## Assignment
What is needed is the run of lines from the one with "Place one point per instance of the hand holding" through the close of the data, set down exactly.

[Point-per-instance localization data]
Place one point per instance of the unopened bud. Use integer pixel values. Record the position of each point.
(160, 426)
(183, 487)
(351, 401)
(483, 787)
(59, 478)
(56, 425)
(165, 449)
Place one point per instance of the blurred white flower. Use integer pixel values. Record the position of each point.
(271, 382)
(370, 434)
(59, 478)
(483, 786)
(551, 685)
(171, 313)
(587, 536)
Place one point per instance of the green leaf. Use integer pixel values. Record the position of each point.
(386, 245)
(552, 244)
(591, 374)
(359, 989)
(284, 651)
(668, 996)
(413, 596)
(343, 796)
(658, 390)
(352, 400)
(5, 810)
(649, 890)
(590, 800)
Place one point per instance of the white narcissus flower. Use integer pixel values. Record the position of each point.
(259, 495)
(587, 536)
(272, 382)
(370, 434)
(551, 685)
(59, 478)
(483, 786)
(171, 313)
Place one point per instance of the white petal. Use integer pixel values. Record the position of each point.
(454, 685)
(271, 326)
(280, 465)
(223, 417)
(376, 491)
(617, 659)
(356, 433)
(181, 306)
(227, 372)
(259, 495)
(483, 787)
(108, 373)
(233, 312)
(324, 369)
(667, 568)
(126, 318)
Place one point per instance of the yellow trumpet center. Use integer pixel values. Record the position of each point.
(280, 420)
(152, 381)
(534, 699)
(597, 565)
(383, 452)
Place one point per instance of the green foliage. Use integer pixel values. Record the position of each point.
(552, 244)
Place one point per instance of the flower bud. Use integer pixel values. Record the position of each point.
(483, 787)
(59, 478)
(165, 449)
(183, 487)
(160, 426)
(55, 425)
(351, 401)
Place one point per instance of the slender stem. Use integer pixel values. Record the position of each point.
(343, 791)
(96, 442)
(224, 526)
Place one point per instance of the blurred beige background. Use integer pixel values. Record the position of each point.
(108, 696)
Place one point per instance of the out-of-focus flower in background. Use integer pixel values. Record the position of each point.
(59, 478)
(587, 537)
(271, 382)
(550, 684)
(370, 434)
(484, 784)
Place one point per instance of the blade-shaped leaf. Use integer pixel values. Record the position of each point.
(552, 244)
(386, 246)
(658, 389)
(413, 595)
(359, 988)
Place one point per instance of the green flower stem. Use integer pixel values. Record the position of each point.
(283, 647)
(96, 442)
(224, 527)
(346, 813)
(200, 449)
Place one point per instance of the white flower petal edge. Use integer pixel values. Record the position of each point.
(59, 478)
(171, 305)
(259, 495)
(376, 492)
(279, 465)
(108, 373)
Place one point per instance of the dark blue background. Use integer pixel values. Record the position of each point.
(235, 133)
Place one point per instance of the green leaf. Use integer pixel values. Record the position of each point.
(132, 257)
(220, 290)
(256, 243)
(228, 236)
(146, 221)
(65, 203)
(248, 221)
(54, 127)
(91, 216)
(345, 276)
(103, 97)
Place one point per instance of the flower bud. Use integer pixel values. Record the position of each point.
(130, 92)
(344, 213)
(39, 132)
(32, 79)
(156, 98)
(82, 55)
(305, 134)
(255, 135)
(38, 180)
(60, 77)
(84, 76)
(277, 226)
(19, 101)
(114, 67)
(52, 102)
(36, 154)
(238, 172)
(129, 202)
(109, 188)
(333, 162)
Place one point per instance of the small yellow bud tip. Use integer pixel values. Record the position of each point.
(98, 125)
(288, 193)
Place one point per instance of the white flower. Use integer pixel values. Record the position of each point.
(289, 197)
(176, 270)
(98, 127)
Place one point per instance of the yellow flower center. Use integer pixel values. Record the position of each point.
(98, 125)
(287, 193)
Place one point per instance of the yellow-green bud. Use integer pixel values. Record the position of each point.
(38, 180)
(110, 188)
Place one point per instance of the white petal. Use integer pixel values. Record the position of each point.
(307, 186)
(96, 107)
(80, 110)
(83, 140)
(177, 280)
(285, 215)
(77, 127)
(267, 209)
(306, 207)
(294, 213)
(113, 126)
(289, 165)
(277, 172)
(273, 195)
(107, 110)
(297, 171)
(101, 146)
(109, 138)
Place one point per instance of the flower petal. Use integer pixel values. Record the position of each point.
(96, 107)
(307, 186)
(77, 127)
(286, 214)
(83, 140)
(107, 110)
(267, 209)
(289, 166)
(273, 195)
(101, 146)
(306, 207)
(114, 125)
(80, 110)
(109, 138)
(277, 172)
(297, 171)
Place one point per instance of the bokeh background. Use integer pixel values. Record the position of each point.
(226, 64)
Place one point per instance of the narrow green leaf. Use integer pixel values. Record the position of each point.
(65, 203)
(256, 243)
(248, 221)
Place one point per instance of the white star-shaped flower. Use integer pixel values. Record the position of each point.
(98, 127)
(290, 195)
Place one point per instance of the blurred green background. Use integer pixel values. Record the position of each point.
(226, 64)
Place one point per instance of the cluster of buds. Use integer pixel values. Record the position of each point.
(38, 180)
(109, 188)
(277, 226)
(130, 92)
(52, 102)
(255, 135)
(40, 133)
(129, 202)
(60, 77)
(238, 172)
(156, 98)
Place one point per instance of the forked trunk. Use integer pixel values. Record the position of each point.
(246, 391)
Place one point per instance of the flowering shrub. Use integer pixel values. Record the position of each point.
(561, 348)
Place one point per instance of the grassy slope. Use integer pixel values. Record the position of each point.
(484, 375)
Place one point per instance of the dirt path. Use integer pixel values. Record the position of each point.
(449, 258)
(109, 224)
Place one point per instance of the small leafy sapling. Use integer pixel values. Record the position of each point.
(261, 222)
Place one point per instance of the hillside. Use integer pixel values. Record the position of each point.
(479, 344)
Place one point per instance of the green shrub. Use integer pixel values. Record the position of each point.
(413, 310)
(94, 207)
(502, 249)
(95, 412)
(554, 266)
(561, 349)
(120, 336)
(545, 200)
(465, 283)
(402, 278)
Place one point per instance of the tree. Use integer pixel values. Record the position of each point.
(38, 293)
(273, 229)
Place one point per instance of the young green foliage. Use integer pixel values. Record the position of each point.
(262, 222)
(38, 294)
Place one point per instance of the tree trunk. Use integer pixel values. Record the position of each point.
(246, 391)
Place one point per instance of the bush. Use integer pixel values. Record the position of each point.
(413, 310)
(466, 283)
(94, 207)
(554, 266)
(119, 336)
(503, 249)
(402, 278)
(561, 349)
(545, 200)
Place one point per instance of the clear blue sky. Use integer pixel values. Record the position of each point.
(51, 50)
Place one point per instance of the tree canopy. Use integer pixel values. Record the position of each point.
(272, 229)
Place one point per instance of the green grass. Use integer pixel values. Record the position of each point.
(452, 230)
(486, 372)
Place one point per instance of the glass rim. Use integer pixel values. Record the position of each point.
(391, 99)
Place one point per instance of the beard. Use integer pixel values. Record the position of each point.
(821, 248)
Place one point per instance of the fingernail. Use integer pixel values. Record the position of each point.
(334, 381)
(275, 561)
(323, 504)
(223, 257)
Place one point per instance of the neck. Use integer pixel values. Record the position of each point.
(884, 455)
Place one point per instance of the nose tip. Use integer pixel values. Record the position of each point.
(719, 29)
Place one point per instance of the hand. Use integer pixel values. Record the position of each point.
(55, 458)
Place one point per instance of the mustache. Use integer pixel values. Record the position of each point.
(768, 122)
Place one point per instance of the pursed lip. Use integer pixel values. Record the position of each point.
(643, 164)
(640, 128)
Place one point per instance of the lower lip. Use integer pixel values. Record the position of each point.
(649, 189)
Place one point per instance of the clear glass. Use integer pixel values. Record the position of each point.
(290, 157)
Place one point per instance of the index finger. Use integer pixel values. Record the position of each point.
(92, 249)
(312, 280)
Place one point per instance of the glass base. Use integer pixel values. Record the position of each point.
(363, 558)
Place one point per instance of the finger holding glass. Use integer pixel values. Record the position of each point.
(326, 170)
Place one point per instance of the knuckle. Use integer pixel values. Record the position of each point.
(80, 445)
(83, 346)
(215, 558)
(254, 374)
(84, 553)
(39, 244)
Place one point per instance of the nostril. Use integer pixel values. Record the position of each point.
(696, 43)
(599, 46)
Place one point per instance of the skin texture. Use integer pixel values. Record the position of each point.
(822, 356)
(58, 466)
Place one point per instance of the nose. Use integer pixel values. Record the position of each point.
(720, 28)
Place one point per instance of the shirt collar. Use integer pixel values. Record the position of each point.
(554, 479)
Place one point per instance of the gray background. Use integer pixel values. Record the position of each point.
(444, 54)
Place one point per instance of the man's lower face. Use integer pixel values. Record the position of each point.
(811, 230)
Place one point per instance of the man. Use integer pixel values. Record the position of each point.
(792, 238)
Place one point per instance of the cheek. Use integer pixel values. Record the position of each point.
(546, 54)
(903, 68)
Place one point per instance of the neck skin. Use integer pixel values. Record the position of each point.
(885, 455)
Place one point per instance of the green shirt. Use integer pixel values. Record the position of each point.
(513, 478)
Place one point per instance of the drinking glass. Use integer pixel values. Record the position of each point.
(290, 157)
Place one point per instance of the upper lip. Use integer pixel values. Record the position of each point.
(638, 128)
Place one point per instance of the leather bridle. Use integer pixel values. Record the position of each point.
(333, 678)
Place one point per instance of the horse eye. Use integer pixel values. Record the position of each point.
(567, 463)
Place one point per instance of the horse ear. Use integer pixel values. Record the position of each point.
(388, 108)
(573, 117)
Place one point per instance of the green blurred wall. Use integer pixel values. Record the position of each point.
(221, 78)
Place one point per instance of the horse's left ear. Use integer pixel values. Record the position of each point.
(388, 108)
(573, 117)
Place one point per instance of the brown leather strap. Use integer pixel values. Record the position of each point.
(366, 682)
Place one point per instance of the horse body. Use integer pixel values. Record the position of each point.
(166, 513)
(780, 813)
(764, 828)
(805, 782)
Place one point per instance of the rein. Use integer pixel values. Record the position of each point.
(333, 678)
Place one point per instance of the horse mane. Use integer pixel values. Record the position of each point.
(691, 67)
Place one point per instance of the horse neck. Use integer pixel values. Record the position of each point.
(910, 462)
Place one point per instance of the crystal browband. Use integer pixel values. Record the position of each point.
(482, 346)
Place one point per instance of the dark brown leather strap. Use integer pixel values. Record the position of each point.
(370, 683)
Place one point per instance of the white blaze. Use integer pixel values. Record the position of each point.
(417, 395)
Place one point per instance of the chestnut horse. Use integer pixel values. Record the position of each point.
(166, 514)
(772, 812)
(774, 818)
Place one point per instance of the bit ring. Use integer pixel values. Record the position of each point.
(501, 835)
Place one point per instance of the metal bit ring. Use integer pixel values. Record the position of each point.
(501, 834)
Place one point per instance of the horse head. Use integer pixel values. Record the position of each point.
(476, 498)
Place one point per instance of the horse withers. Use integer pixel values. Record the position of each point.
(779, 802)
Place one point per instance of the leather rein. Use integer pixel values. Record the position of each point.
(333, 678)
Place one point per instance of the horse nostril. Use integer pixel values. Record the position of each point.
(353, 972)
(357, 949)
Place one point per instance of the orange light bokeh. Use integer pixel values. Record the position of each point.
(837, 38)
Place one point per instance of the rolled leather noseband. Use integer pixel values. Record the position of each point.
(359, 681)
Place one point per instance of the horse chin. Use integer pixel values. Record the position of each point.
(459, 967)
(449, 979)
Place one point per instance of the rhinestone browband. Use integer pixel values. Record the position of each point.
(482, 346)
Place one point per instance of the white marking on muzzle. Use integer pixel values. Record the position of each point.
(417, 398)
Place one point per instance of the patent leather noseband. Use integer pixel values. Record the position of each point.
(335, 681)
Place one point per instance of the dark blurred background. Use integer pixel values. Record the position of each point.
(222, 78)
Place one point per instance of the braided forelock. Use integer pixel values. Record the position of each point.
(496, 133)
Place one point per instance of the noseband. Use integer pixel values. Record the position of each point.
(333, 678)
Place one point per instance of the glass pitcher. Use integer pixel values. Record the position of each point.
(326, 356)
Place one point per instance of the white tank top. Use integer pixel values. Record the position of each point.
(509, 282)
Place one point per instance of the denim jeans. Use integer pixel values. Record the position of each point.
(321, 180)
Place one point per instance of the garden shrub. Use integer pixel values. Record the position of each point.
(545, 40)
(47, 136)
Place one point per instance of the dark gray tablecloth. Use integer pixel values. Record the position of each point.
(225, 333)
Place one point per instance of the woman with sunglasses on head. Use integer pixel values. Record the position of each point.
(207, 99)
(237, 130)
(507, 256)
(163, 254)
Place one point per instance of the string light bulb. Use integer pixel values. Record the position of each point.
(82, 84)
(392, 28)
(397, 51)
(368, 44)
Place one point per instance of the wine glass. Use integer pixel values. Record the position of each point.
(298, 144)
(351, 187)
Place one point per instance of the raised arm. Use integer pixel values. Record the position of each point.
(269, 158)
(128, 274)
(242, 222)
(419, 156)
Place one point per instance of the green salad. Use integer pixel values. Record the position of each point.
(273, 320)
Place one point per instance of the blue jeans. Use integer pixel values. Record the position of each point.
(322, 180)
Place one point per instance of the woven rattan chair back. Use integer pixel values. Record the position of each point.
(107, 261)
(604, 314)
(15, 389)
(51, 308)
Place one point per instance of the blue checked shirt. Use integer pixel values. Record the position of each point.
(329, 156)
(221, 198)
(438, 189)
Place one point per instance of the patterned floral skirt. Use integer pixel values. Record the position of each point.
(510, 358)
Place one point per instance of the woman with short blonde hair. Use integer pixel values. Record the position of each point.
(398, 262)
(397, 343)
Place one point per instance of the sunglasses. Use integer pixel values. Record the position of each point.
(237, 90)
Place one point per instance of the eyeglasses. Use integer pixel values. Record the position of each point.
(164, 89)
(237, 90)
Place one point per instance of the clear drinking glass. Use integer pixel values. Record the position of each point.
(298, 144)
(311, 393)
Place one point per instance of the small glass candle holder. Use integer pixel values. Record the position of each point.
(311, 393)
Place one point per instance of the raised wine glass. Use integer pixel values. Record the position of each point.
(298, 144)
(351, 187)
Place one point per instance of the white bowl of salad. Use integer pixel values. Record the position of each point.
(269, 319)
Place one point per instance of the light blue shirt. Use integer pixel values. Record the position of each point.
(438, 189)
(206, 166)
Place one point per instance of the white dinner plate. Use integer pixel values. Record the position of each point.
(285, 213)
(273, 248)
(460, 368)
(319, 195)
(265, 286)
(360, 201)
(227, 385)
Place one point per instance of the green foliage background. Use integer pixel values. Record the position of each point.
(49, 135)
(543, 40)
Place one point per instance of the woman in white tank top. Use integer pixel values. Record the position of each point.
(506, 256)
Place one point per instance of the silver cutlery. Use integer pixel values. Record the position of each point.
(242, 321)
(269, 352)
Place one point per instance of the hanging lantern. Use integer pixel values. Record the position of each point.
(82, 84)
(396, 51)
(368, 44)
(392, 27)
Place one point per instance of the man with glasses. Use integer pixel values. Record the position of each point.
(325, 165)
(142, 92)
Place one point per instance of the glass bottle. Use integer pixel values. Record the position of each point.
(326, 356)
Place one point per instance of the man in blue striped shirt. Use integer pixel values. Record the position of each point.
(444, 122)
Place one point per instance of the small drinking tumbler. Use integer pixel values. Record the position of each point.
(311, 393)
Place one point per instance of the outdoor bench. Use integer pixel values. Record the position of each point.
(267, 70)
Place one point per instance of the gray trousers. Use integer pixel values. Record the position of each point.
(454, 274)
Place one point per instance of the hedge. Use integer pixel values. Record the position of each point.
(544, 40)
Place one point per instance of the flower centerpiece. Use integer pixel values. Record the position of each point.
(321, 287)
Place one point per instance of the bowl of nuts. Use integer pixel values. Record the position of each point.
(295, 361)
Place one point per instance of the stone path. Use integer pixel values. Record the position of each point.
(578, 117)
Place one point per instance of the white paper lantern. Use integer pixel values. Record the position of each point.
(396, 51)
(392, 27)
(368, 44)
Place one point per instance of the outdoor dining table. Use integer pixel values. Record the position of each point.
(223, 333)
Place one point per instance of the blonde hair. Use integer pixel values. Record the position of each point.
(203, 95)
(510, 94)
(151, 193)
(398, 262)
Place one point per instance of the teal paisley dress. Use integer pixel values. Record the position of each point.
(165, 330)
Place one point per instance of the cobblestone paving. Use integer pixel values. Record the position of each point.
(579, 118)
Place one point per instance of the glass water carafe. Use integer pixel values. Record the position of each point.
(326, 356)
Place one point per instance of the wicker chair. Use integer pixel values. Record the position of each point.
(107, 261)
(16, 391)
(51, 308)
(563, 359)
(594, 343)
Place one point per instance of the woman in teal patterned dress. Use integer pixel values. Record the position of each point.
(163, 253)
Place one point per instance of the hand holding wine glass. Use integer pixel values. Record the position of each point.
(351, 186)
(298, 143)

## Task solution
Place one point per instance of the hand holding wine glass. Use integer pixel values. Record the position of each point.
(351, 186)
(298, 143)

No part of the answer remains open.